DATASET RECORDS -
· · · · · · ·
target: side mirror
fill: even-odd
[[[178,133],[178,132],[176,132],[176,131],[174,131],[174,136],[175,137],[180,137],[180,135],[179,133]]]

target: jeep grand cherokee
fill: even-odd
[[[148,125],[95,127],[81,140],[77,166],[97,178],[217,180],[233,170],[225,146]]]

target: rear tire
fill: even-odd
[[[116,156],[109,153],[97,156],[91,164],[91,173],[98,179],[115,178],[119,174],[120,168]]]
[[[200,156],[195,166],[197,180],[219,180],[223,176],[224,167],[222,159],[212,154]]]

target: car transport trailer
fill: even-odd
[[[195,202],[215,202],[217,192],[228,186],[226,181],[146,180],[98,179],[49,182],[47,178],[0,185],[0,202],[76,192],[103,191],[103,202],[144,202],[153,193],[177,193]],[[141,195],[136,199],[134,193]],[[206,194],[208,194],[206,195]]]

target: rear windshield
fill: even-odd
· · · · · · ·
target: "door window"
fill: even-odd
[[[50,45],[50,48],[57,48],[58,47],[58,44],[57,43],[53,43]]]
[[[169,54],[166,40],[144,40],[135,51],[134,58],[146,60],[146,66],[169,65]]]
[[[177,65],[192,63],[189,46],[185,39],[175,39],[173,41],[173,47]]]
· · · · · · ·
WRITTEN REQUEST - Find every line in the items above that contains the string "target" and copy each one. Case counts.

EXERCISE ANSWER -
target: side mirror
target: jeep grand cherokee
target: rear tire
target: car transport trailer
target: rear windshield
target: "door window"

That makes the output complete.